-- BEGIN --

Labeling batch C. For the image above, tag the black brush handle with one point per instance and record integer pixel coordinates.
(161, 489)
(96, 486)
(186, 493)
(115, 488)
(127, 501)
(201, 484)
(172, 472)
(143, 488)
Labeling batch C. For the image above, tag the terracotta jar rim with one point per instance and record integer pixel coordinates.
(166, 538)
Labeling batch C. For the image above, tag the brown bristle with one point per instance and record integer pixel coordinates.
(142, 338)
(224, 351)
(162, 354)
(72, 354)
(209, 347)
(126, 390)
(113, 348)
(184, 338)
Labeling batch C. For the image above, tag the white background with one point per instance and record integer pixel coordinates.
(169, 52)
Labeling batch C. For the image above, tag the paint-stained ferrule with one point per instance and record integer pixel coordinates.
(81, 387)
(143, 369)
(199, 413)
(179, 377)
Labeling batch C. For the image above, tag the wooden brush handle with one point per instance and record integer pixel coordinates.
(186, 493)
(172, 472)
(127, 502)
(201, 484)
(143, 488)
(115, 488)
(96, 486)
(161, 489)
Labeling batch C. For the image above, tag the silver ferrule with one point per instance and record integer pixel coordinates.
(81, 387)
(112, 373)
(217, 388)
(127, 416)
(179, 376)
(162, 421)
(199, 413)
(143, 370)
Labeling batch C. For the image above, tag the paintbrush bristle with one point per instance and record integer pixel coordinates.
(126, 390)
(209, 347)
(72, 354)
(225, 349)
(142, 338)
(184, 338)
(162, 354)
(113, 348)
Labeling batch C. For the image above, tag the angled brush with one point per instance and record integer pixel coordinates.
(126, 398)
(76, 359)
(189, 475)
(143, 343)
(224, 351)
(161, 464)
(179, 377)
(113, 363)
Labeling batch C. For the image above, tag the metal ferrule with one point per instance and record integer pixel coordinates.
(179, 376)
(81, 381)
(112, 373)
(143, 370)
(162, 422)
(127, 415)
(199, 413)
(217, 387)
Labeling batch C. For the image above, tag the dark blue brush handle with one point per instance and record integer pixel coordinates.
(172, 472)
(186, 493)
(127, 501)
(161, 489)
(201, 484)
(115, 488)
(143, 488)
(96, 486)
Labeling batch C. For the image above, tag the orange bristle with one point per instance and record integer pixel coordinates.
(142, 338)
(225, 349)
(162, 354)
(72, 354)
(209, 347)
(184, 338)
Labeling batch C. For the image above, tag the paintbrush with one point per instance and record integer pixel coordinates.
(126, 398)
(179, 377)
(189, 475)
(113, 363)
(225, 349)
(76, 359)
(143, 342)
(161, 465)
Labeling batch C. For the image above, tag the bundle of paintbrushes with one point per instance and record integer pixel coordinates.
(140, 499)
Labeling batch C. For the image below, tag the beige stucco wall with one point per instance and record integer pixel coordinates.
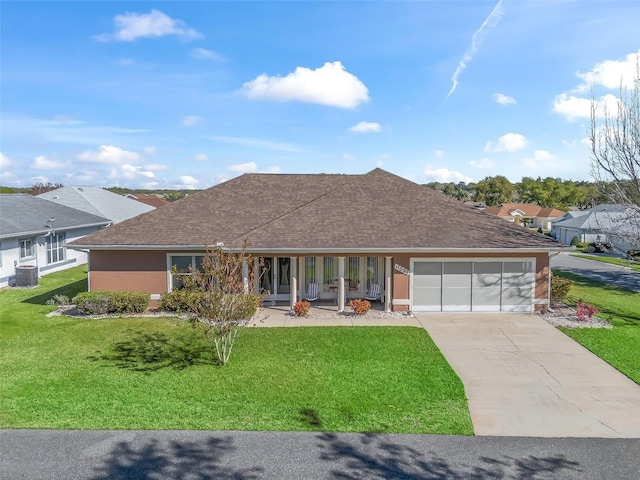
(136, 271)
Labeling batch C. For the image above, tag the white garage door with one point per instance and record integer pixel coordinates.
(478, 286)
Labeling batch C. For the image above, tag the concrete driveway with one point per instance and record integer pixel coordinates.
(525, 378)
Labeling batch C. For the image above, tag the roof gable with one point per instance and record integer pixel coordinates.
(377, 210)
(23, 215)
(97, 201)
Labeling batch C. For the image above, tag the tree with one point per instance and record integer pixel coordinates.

-- END --
-- BEGIN --

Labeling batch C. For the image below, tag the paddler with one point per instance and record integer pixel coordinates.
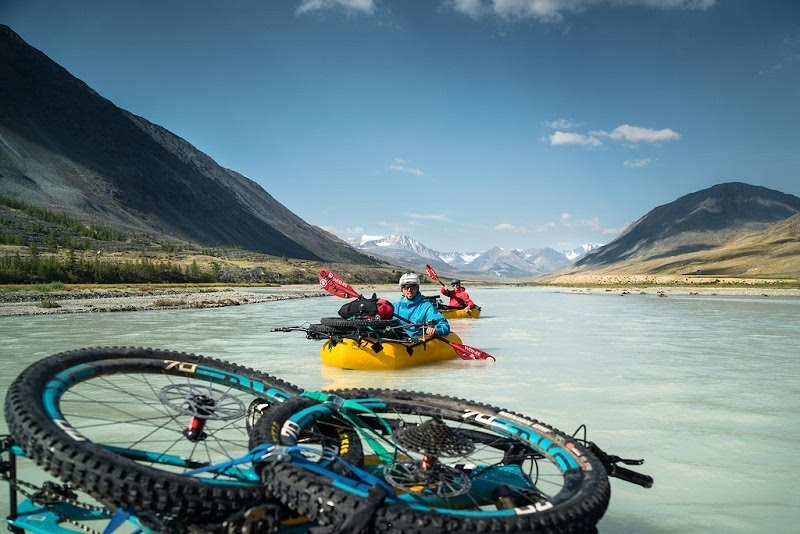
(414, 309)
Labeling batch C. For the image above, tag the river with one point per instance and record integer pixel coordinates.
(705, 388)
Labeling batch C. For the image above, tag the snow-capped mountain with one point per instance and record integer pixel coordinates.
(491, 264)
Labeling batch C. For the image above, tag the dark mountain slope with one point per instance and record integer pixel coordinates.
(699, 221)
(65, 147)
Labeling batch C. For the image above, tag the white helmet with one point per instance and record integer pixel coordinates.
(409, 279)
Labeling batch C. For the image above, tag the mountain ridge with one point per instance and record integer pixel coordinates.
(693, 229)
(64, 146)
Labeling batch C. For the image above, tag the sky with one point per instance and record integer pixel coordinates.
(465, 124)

-- END --

Count the lines in the rows above that contain the word "dark", and reply with the number only.

Response to the exercise: 2